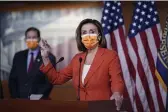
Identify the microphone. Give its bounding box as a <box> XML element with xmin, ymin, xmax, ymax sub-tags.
<box><xmin>55</xmin><ymin>57</ymin><xmax>64</xmax><ymax>64</ymax></box>
<box><xmin>28</xmin><ymin>57</ymin><xmax>64</xmax><ymax>99</ymax></box>
<box><xmin>77</xmin><ymin>57</ymin><xmax>82</xmax><ymax>101</ymax></box>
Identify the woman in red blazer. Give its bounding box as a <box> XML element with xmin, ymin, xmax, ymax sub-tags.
<box><xmin>40</xmin><ymin>19</ymin><xmax>124</xmax><ymax>110</ymax></box>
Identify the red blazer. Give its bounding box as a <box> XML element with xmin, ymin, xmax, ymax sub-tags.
<box><xmin>40</xmin><ymin>48</ymin><xmax>124</xmax><ymax>101</ymax></box>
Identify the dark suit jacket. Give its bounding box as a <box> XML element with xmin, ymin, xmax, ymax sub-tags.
<box><xmin>9</xmin><ymin>49</ymin><xmax>55</xmax><ymax>98</ymax></box>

****************************************

**What you are asked to do**
Rewrite every line of the records above, leaving out the pictures. Multiply each bounding-box coordinate by 2.4 and round it to a whole number, with halves rounded up.

**Result for this task**
Identify the microphone. Give its bounding box as a <box> XML element with xmin, ymin, xmax, ymax sub-tags.
<box><xmin>132</xmin><ymin>137</ymin><xmax>154</xmax><ymax>154</ymax></box>
<box><xmin>67</xmin><ymin>137</ymin><xmax>154</xmax><ymax>238</ymax></box>
<box><xmin>185</xmin><ymin>137</ymin><xmax>197</xmax><ymax>242</ymax></box>
Identify the woman in red blazer. Give its bounding box as a <box> XML element with xmin, ymin, xmax, ymax sub-tags.
<box><xmin>96</xmin><ymin>46</ymin><xmax>298</xmax><ymax>264</ymax></box>
Identify the red blazer. Give its bounding box as a <box> XML element with xmin, ymin, xmax, ymax sub-tags.
<box><xmin>96</xmin><ymin>115</ymin><xmax>298</xmax><ymax>242</ymax></box>
Identify the dark suit jacket. Give its bounding box as a <box> XML element with xmin, ymin, xmax, ymax sub-tags.
<box><xmin>22</xmin><ymin>118</ymin><xmax>132</xmax><ymax>235</ymax></box>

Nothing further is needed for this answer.